Data for processing
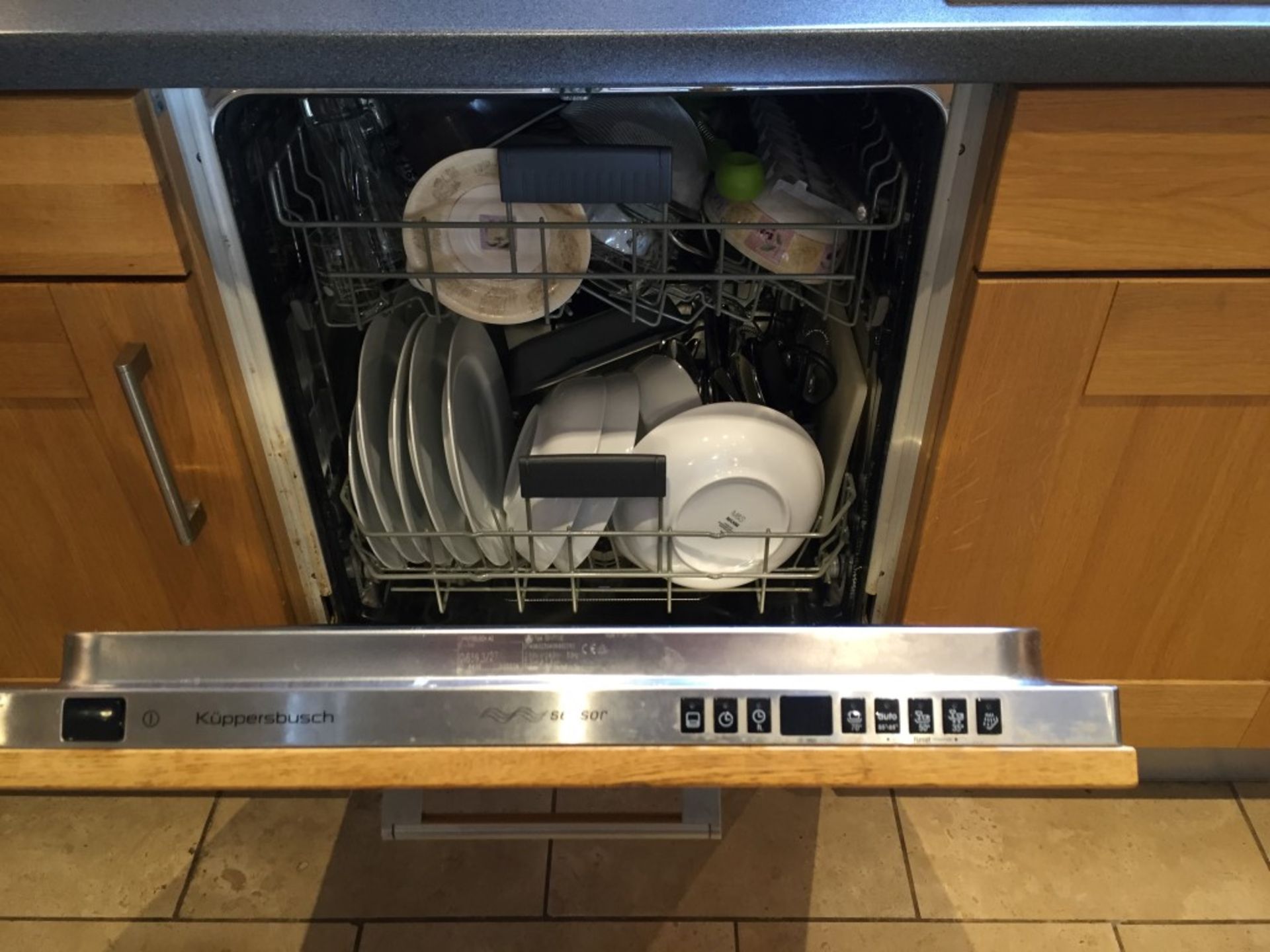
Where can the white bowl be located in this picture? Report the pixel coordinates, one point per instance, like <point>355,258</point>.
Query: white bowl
<point>465,187</point>
<point>571,422</point>
<point>621,414</point>
<point>730,467</point>
<point>665,390</point>
<point>779,248</point>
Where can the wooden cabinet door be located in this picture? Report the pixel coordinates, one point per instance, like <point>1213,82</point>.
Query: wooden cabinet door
<point>88,543</point>
<point>1104,475</point>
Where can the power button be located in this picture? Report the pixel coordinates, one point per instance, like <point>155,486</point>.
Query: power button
<point>726,715</point>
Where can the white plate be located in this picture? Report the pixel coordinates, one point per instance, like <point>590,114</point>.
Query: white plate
<point>465,187</point>
<point>665,390</point>
<point>839,416</point>
<point>621,416</point>
<point>781,249</point>
<point>513,503</point>
<point>414,508</point>
<point>571,423</point>
<point>376,376</point>
<point>728,465</point>
<point>476,432</point>
<point>365,507</point>
<point>425,403</point>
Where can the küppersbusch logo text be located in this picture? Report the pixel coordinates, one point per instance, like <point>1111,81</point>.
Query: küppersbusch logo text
<point>271,719</point>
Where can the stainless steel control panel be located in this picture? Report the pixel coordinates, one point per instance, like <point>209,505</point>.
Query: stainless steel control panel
<point>337,687</point>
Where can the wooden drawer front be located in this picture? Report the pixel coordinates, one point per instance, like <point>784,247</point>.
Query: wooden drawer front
<point>36,358</point>
<point>79,190</point>
<point>1189,714</point>
<point>1133,179</point>
<point>1185,338</point>
<point>1130,530</point>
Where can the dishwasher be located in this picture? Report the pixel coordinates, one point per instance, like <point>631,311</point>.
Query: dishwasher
<point>661,631</point>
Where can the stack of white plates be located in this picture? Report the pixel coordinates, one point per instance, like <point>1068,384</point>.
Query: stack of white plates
<point>429,442</point>
<point>431,451</point>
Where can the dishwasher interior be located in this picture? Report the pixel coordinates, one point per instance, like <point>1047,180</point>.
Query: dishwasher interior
<point>319,186</point>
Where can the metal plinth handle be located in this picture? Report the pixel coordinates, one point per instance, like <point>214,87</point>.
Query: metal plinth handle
<point>700,818</point>
<point>132,365</point>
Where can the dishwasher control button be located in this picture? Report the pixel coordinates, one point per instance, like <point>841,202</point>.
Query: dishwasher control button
<point>987,715</point>
<point>887,715</point>
<point>93,719</point>
<point>854,717</point>
<point>921,715</point>
<point>693,715</point>
<point>807,715</point>
<point>759,711</point>
<point>955,716</point>
<point>726,715</point>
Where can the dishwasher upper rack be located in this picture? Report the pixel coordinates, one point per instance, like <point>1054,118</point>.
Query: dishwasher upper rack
<point>606,574</point>
<point>353,287</point>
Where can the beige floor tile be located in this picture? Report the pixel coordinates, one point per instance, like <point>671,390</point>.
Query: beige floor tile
<point>97,856</point>
<point>168,937</point>
<point>1195,938</point>
<point>1165,852</point>
<point>925,937</point>
<point>784,853</point>
<point>549,937</point>
<point>1256,801</point>
<point>321,857</point>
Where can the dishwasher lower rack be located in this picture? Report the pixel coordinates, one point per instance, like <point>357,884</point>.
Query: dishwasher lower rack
<point>606,574</point>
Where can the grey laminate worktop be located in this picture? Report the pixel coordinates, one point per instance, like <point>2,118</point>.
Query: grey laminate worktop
<point>501,44</point>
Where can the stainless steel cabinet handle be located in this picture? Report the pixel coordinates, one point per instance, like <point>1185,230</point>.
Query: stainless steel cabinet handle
<point>132,365</point>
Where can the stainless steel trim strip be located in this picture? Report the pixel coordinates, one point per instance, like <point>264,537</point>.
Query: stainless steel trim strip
<point>337,656</point>
<point>755,687</point>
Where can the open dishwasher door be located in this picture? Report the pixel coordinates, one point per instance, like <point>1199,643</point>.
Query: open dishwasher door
<point>564,707</point>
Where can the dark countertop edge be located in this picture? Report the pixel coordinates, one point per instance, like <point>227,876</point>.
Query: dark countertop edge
<point>1053,54</point>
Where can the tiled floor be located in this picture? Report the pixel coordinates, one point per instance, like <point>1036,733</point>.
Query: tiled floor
<point>1167,869</point>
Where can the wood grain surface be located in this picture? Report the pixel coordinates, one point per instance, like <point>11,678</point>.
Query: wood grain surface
<point>1205,337</point>
<point>79,192</point>
<point>1133,179</point>
<point>88,543</point>
<point>1132,531</point>
<point>36,358</point>
<point>372,768</point>
<point>1199,714</point>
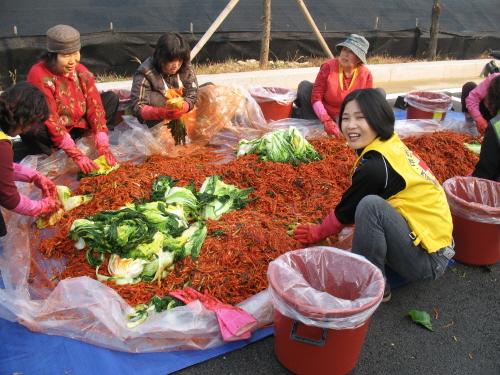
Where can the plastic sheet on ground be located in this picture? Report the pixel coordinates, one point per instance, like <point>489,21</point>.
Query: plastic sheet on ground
<point>325,287</point>
<point>474,199</point>
<point>87,310</point>
<point>273,94</point>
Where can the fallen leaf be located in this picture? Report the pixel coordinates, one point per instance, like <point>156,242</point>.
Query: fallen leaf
<point>421,317</point>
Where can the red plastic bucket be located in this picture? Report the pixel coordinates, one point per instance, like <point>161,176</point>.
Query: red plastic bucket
<point>273,109</point>
<point>310,349</point>
<point>476,244</point>
<point>475,210</point>
<point>427,105</point>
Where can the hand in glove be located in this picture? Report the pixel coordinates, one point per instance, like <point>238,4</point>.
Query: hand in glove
<point>85,164</point>
<point>29,207</point>
<point>234,323</point>
<point>154,113</point>
<point>332,128</point>
<point>25,174</point>
<point>481,125</point>
<point>307,234</point>
<point>102,146</point>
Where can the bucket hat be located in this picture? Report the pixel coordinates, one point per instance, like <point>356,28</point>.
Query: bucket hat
<point>357,44</point>
<point>63,39</point>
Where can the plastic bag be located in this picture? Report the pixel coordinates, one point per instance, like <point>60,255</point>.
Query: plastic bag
<point>474,199</point>
<point>429,101</point>
<point>273,94</point>
<point>325,287</point>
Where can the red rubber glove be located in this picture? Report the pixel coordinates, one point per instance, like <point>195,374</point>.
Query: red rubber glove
<point>25,174</point>
<point>29,207</point>
<point>481,125</point>
<point>332,128</point>
<point>307,234</point>
<point>102,146</point>
<point>235,323</point>
<point>85,164</point>
<point>154,113</point>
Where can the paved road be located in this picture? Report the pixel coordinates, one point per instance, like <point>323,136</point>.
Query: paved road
<point>467,297</point>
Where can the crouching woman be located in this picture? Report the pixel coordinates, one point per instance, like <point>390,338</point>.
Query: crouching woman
<point>400,210</point>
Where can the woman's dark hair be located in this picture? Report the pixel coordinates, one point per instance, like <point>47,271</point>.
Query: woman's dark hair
<point>50,59</point>
<point>22,106</point>
<point>171,46</point>
<point>377,111</point>
<point>493,96</point>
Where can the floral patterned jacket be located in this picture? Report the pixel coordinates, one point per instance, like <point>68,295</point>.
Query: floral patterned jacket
<point>74,101</point>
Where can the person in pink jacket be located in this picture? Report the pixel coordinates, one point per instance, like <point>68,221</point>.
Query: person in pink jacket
<point>76,107</point>
<point>475,102</point>
<point>21,107</point>
<point>336,79</point>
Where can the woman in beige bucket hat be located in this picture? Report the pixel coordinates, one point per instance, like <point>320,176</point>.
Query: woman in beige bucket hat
<point>336,78</point>
<point>76,107</point>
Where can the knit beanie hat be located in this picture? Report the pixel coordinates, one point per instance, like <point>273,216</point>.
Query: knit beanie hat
<point>63,39</point>
<point>357,44</point>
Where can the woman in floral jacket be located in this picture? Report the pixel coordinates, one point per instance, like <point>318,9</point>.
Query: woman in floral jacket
<point>76,107</point>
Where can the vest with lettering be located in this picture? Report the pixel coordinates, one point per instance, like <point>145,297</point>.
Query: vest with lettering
<point>423,202</point>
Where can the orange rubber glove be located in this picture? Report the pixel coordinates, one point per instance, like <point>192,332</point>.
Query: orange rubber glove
<point>307,234</point>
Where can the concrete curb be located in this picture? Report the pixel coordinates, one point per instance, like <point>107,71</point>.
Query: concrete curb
<point>382,73</point>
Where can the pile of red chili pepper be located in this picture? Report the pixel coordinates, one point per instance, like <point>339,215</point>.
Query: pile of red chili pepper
<point>239,246</point>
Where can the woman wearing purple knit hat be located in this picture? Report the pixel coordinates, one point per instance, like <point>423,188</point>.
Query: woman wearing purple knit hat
<point>336,78</point>
<point>76,107</point>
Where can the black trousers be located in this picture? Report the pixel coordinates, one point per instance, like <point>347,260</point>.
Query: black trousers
<point>37,139</point>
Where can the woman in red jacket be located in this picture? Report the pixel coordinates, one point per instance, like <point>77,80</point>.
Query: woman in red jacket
<point>336,78</point>
<point>76,107</point>
<point>21,107</point>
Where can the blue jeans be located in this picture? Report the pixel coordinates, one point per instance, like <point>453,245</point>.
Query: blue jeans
<point>382,236</point>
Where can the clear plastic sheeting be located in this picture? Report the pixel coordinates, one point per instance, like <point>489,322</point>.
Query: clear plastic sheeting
<point>429,101</point>
<point>273,94</point>
<point>85,309</point>
<point>419,127</point>
<point>474,199</point>
<point>325,287</point>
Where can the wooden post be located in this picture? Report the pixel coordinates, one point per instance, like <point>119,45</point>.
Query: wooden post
<point>266,34</point>
<point>229,7</point>
<point>315,29</point>
<point>434,33</point>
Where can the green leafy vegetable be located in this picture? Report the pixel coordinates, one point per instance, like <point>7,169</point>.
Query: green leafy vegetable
<point>104,168</point>
<point>67,202</point>
<point>421,317</point>
<point>217,198</point>
<point>280,146</point>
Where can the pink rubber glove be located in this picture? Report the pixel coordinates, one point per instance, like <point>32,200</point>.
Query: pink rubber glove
<point>321,112</point>
<point>154,113</point>
<point>102,146</point>
<point>25,174</point>
<point>29,207</point>
<point>332,128</point>
<point>85,164</point>
<point>235,323</point>
<point>307,234</point>
<point>481,125</point>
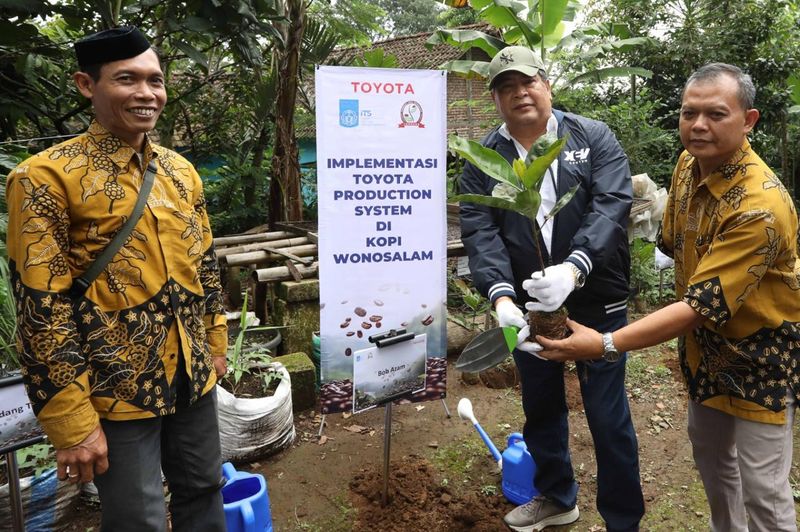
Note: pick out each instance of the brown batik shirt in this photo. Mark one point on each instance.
(733, 236)
(114, 352)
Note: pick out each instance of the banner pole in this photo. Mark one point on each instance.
(446, 410)
(387, 440)
(12, 472)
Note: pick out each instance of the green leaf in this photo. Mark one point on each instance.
(537, 169)
(596, 76)
(487, 201)
(193, 53)
(621, 45)
(485, 159)
(528, 203)
(553, 14)
(794, 86)
(12, 34)
(519, 167)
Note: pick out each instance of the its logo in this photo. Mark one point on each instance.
(576, 156)
(411, 115)
(348, 113)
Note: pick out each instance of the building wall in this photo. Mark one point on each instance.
(470, 109)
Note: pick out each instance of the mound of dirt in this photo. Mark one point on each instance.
(418, 501)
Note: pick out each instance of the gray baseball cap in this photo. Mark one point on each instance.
(516, 58)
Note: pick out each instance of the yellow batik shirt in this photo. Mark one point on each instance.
(114, 352)
(733, 236)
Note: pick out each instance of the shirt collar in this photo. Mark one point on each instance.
(727, 175)
(552, 127)
(117, 150)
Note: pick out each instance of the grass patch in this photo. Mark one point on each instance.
(685, 508)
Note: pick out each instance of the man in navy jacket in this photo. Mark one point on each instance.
(586, 250)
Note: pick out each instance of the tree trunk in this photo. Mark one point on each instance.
(285, 202)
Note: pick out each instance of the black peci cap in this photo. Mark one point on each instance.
(110, 45)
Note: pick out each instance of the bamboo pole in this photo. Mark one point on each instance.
(260, 246)
(281, 273)
(264, 256)
(233, 240)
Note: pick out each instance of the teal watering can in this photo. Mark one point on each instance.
(516, 463)
(246, 501)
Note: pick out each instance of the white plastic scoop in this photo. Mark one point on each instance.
(465, 413)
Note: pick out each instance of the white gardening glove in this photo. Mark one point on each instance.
(663, 261)
(509, 315)
(550, 289)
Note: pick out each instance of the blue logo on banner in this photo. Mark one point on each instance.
(348, 113)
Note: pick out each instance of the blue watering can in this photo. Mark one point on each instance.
(516, 462)
(246, 501)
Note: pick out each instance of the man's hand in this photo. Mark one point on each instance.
(550, 288)
(80, 463)
(220, 366)
(583, 344)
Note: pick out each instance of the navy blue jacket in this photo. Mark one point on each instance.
(590, 231)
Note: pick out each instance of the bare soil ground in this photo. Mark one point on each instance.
(442, 477)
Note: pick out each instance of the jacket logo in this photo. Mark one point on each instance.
(576, 156)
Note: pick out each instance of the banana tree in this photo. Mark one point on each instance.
(540, 24)
(517, 190)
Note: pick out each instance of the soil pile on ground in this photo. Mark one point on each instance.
(418, 501)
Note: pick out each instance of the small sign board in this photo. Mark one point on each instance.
(18, 425)
(381, 374)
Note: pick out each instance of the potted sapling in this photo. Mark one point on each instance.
(517, 190)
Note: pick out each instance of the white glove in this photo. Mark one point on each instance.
(550, 289)
(509, 315)
(663, 261)
(529, 347)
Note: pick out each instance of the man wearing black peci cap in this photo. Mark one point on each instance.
(120, 366)
(588, 248)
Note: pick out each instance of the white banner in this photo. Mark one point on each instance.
(381, 162)
(17, 422)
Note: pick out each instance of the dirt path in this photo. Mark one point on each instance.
(442, 477)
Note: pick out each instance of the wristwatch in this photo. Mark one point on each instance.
(578, 276)
(610, 353)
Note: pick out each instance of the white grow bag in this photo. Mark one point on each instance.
(257, 427)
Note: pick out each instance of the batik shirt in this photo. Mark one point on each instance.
(114, 352)
(733, 236)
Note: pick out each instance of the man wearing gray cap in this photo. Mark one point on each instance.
(121, 329)
(586, 248)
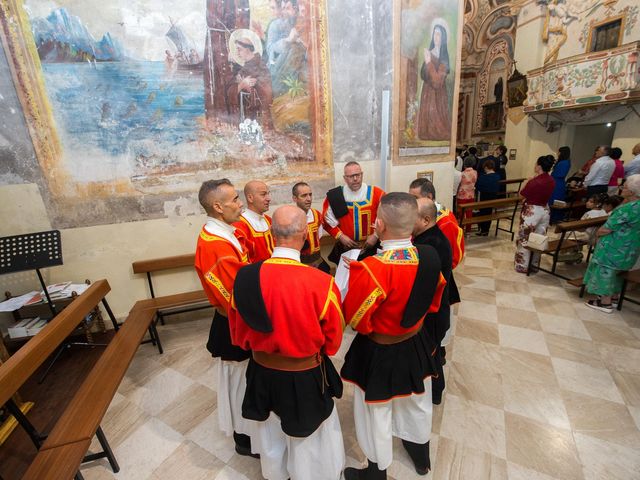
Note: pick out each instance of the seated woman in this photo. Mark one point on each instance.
(594, 210)
(534, 216)
(617, 250)
(467, 188)
(487, 187)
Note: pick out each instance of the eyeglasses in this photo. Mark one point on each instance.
(354, 176)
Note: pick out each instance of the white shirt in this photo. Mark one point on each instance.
(632, 167)
(457, 177)
(349, 196)
(600, 172)
(222, 229)
(257, 221)
(396, 244)
(286, 252)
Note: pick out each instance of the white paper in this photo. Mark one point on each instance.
(15, 303)
(342, 272)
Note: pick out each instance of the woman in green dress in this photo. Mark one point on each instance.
(617, 250)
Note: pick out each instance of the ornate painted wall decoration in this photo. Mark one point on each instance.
(426, 66)
(593, 78)
(130, 109)
(489, 25)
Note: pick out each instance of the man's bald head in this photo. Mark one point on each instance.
(258, 196)
(220, 200)
(427, 208)
(427, 215)
(398, 212)
(289, 227)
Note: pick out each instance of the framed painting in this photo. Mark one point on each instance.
(426, 62)
(130, 110)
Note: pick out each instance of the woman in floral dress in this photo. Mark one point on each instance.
(535, 211)
(617, 250)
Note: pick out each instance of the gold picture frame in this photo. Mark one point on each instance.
(593, 26)
(428, 174)
(413, 139)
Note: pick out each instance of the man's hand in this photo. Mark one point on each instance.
(347, 242)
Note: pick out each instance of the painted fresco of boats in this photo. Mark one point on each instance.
(185, 57)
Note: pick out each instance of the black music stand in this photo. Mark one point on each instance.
(33, 251)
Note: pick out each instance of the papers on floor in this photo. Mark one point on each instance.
(15, 303)
(342, 272)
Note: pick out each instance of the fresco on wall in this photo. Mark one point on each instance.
(135, 107)
(427, 49)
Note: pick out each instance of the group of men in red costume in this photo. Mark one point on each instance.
(279, 317)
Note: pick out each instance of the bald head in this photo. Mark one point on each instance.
(397, 212)
(289, 227)
(427, 214)
(258, 196)
(427, 208)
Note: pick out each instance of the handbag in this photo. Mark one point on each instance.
(537, 241)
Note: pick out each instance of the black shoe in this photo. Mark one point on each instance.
(243, 445)
(369, 473)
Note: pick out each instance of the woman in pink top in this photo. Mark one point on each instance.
(467, 188)
(618, 172)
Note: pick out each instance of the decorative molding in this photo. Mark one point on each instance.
(589, 78)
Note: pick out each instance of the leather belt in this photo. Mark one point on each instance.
(383, 339)
(280, 362)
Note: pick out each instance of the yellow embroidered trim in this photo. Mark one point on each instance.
(365, 306)
(284, 261)
(215, 281)
(210, 238)
(386, 257)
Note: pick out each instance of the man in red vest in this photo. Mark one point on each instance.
(254, 225)
(289, 316)
(349, 212)
(219, 256)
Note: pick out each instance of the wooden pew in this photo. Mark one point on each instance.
(511, 181)
(555, 247)
(18, 368)
(81, 419)
(502, 209)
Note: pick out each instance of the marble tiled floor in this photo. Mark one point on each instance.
(539, 387)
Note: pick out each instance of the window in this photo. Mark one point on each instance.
(606, 35)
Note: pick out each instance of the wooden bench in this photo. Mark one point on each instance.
(632, 276)
(170, 304)
(81, 419)
(555, 247)
(65, 447)
(501, 209)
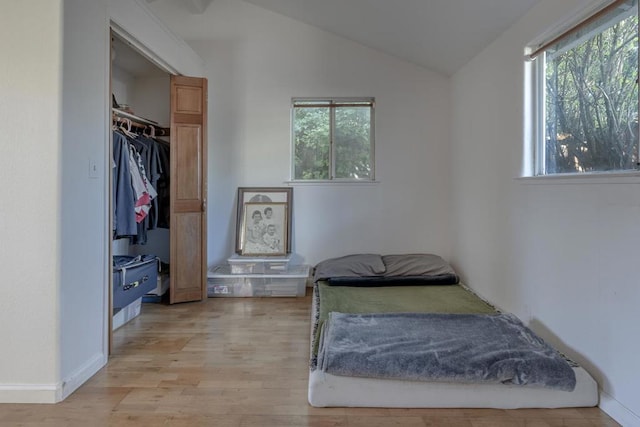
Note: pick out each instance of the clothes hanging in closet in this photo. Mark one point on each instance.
(139, 168)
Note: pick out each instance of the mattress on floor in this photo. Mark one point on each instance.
(331, 390)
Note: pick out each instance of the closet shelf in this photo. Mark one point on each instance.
(141, 122)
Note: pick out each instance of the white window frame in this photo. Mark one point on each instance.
(332, 155)
(537, 113)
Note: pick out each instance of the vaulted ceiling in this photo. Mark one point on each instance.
(441, 35)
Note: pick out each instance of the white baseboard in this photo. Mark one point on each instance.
(51, 393)
(29, 393)
(81, 375)
(618, 411)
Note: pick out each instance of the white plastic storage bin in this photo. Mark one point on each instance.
(292, 283)
(250, 265)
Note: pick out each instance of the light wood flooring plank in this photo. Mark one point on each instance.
(238, 362)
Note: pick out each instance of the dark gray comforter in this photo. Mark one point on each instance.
(441, 347)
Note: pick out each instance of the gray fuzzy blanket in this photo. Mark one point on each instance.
(441, 347)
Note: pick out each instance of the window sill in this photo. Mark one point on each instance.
(631, 177)
(305, 183)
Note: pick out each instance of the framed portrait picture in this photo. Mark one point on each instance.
(264, 229)
(263, 195)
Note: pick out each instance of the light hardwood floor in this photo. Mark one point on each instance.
(232, 362)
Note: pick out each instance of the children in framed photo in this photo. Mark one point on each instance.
(269, 195)
(264, 229)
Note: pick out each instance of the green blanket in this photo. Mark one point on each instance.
(454, 299)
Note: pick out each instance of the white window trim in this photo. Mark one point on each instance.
(533, 168)
(332, 180)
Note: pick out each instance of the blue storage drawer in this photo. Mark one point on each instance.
(133, 277)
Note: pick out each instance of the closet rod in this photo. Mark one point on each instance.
(141, 122)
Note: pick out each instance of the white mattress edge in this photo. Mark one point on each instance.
(326, 390)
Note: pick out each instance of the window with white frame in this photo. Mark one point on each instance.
(586, 94)
(333, 139)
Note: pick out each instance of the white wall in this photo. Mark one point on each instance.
(30, 143)
(561, 254)
(257, 61)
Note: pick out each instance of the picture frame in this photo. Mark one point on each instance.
(263, 195)
(264, 229)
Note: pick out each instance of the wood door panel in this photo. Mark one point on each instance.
(188, 163)
(188, 257)
(188, 189)
(189, 100)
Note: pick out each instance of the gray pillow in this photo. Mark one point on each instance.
(357, 265)
(416, 265)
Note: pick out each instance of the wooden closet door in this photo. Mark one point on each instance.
(188, 228)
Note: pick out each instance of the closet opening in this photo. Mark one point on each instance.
(159, 127)
(140, 192)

Instructions to follow
Precisely the lines between those holding "Where can the wooden cabinet" and "Where can the wooden drawer", inclusive, are to be reproduced from the listing above, with nothing added.

Result below
Where can the wooden cabinet door be located in this picture? Report the pixel coordinates, one point per instance, like <point>1213,82</point>.
Query: wooden cabinet door
<point>88,543</point>
<point>1104,475</point>
Where can the power button be located in this picture? Report the pixel coordinates, one point per instance, like <point>155,486</point>.
Query: power button
<point>726,715</point>
Where can the white plate be located in this picture? Report the pixel coordinates, one point per instance, like <point>590,114</point>.
Query: white plate
<point>465,187</point>
<point>665,390</point>
<point>839,416</point>
<point>621,416</point>
<point>781,249</point>
<point>513,503</point>
<point>414,508</point>
<point>571,423</point>
<point>376,376</point>
<point>728,465</point>
<point>476,432</point>
<point>365,507</point>
<point>425,403</point>
Where can the küppersbusch logo text be located in this picture? Report the pixel coordinates, one point per instance, like <point>1111,81</point>.
Query: küppersbusch logo text
<point>271,719</point>
Where can the stainless steel control panel be located in this picture? Report the pixel coordinates, one point per instance, like <point>209,505</point>.
Query: stainless steel control panel
<point>337,687</point>
Where can the wooden drawer front be located in this picture? Report the pixel coordinates, one point per instance, like <point>784,247</point>.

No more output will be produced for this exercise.